Exercise prompt:
Could you rewrite every line, from the one containing "For this evaluation, spot every instance of the engraved" through the last line below (both included), adding 135 to each coordinate in the answers?

━━━━━ Material to process

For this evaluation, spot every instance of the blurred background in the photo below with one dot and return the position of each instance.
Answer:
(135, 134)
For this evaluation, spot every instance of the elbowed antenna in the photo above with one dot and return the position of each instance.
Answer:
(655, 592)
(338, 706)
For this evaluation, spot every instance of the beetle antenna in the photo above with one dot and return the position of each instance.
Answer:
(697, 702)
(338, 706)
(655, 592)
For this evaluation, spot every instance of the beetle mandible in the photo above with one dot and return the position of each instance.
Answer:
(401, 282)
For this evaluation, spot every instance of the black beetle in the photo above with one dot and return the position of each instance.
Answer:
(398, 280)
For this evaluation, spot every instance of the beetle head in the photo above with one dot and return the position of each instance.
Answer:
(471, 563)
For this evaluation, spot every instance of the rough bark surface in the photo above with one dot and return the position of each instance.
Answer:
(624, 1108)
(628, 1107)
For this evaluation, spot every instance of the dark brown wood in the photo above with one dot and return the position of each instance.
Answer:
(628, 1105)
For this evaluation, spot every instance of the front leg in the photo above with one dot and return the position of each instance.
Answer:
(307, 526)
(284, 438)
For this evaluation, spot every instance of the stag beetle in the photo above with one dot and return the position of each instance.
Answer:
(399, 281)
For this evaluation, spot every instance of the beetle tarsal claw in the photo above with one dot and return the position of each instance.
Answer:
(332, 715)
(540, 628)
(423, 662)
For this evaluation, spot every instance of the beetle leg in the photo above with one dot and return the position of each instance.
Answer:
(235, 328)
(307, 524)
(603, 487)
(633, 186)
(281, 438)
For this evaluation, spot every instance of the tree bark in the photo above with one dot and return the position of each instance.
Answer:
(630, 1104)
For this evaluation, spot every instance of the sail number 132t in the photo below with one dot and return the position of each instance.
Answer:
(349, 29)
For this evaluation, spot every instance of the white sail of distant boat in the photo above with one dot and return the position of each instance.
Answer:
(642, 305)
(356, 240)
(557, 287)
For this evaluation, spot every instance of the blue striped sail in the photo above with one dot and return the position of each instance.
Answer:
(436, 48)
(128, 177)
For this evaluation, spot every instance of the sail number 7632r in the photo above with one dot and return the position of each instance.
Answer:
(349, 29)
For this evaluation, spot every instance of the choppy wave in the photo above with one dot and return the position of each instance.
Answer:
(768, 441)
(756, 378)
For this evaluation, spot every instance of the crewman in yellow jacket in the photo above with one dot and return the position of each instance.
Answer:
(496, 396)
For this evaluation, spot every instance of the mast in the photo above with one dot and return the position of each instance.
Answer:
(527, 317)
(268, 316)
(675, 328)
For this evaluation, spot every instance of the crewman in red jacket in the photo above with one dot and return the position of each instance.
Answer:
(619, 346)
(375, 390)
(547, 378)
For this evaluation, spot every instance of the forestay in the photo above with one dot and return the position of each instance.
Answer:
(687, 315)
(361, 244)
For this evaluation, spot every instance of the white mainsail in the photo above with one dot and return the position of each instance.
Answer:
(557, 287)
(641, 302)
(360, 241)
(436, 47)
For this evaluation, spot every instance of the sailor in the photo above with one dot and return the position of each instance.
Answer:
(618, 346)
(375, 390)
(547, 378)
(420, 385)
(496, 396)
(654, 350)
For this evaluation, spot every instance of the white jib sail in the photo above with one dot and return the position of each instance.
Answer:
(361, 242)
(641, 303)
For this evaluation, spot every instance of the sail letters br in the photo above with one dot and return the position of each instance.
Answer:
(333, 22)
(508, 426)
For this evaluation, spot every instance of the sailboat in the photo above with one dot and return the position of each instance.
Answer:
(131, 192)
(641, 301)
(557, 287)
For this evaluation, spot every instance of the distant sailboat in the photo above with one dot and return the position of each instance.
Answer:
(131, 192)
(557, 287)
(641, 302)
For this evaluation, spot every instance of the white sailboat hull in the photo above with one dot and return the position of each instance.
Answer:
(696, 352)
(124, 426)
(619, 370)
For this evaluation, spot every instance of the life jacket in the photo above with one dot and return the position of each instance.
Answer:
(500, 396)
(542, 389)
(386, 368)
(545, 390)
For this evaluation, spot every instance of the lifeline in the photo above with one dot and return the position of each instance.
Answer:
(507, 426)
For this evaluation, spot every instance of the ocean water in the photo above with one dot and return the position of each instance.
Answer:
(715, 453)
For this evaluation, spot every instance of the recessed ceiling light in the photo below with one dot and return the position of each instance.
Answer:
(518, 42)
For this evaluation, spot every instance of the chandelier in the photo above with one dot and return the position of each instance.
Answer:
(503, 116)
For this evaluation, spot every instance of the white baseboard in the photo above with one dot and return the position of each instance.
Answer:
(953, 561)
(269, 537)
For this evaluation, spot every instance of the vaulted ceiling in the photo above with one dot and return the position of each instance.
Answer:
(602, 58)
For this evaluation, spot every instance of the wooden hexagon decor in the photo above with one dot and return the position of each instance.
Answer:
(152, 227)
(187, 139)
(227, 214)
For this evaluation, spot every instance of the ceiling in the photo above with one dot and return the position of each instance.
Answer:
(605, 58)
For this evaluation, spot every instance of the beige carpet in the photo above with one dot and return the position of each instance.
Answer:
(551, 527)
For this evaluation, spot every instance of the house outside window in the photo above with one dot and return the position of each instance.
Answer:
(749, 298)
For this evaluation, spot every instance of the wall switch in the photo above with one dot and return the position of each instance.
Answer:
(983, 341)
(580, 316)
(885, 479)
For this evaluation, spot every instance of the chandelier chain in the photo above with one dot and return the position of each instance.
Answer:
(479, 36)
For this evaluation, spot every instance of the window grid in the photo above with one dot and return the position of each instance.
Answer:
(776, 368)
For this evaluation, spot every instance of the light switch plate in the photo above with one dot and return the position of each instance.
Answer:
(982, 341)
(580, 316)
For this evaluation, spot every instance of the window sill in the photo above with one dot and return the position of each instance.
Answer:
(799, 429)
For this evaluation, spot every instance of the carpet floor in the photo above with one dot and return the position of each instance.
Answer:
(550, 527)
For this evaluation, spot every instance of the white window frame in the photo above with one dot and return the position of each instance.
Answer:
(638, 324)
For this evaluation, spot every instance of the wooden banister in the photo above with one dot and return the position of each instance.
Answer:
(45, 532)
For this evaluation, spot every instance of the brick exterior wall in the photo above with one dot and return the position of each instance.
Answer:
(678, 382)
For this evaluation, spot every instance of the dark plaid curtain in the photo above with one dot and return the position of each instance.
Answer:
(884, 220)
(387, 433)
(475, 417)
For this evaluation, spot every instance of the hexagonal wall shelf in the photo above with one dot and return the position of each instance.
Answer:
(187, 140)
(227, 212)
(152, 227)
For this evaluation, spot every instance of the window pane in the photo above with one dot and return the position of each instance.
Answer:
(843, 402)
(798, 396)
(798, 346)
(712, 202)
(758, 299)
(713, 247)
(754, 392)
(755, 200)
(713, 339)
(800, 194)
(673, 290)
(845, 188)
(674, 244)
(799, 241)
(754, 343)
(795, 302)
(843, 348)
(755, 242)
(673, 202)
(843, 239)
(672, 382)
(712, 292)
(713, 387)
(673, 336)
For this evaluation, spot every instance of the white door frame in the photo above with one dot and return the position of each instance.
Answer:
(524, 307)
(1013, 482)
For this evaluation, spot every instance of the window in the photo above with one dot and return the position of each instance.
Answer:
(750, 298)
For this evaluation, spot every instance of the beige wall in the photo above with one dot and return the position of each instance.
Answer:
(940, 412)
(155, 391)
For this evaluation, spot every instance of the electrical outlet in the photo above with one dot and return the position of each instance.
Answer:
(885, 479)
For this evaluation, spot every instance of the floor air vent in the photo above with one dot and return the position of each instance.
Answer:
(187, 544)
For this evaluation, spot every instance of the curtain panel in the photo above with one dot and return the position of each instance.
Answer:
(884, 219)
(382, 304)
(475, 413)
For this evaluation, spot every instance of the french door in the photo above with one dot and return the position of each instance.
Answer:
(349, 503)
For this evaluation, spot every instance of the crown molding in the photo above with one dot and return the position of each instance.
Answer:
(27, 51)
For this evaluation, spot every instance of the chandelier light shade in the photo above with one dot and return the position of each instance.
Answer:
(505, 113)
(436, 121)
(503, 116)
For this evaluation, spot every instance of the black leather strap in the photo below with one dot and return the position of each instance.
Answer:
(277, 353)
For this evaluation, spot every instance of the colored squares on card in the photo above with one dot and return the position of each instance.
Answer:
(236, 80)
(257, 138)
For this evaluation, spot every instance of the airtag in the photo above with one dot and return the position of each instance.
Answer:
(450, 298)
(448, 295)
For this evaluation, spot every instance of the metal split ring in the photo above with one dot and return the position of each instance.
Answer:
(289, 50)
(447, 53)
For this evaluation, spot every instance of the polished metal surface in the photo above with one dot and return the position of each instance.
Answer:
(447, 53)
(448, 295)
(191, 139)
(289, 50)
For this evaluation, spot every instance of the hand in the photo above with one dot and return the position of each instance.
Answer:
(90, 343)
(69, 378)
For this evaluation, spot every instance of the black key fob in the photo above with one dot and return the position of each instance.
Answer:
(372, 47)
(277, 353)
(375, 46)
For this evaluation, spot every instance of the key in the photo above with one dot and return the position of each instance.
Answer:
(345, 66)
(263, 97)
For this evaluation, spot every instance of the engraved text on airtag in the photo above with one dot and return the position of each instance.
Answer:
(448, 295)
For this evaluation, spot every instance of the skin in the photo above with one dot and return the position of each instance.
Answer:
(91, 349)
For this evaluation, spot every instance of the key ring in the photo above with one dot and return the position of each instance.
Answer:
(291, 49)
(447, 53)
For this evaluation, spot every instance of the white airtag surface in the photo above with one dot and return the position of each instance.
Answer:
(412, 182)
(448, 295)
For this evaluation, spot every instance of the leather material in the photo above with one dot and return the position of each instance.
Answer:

━━━━━━━━━━

Task result:
For this evaluation, spot every instance of the engraved text on airtag in the photo above with one dot and return the position of each instance.
Answer:
(583, 430)
For this evaluation, spot every instance of the skin in the photo above with one dot and return the position of each instance.
Answer:
(226, 484)
For this evaluation, spot every instance of the key ring in the photo above with one dot and return the position of each instance.
Answer:
(426, 184)
(582, 188)
For this evaluation, spot every instance of the white airtag surface in the photo above with one dot and return the position of each instance.
Answer:
(547, 317)
(583, 430)
For this evaluation, spot every instance of the leather material in the photo above with one dot and return the position of each instance.
Answer:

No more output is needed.